### Problem details
Scale the material from its start up to and including the line with "361 119 L 361", giving every line again with requests unchanged but each number in the answers (the viewBox dimensions and path coordinates) multiplied by 2.05 and rounded to whole numbers, halves up. Leave the pictures out.

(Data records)
* * * * *
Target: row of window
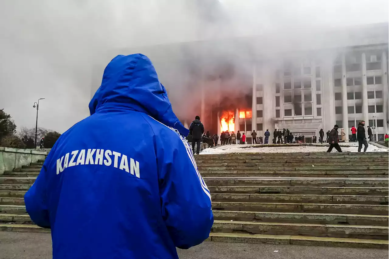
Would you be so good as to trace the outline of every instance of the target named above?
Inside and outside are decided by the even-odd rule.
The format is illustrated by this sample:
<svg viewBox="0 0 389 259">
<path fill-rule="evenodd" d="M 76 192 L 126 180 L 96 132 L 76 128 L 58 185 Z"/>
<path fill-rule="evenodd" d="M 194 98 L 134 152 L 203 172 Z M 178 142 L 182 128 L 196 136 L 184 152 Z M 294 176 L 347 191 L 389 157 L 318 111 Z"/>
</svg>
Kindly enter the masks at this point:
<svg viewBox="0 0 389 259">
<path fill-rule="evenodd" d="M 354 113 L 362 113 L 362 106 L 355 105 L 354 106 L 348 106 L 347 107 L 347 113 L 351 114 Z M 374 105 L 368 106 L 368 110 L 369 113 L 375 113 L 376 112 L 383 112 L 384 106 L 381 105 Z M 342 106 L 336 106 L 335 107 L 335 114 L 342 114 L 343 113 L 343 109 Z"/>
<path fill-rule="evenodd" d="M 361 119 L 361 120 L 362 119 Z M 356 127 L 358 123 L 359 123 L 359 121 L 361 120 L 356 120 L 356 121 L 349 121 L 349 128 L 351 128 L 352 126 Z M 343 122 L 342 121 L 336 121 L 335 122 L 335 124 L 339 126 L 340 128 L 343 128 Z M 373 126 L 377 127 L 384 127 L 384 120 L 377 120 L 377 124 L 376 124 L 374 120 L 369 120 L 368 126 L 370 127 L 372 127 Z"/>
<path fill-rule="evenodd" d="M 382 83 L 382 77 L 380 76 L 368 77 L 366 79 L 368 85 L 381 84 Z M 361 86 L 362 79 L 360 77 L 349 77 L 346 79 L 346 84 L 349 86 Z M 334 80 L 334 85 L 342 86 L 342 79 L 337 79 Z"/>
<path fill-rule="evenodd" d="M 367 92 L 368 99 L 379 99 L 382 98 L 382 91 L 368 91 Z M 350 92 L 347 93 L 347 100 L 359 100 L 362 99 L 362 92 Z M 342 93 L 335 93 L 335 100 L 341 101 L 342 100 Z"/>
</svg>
* * * * *
### Exercise answer
Target: row of window
Would you be so good as to trace the outline of every instance of the target named above?
Inside and outside are decided by the even-odd rule.
The format is illustrated by this sample:
<svg viewBox="0 0 389 259">
<path fill-rule="evenodd" d="M 76 192 L 126 180 L 96 132 L 76 128 L 58 185 Z"/>
<path fill-rule="evenodd" d="M 194 98 L 134 152 L 203 172 Z M 178 142 L 182 128 L 196 136 L 184 152 Z M 294 176 L 347 191 L 389 157 L 318 111 Z"/>
</svg>
Kindly enter the masks at this point:
<svg viewBox="0 0 797 531">
<path fill-rule="evenodd" d="M 726 232 L 742 232 L 742 217 L 728 215 L 726 217 L 713 217 L 711 219 L 711 232 L 720 234 Z M 767 215 L 754 217 L 754 226 L 756 232 L 769 232 L 771 230 L 785 230 L 787 217 L 781 215 Z M 701 217 L 689 217 L 687 219 L 687 234 L 701 234 L 703 232 L 703 223 Z"/>
<path fill-rule="evenodd" d="M 740 244 L 740 246 L 742 244 Z M 730 260 L 734 252 L 736 252 L 736 248 L 740 246 L 730 246 L 730 248 L 715 248 L 715 262 L 720 262 L 722 258 Z M 703 250 L 701 248 L 689 248 L 687 250 L 687 254 L 695 258 L 697 262 L 703 262 Z M 765 258 L 773 260 L 787 260 L 787 246 L 773 246 L 773 254 L 771 254 L 767 246 L 756 246 L 754 258 L 759 260 L 763 260 Z"/>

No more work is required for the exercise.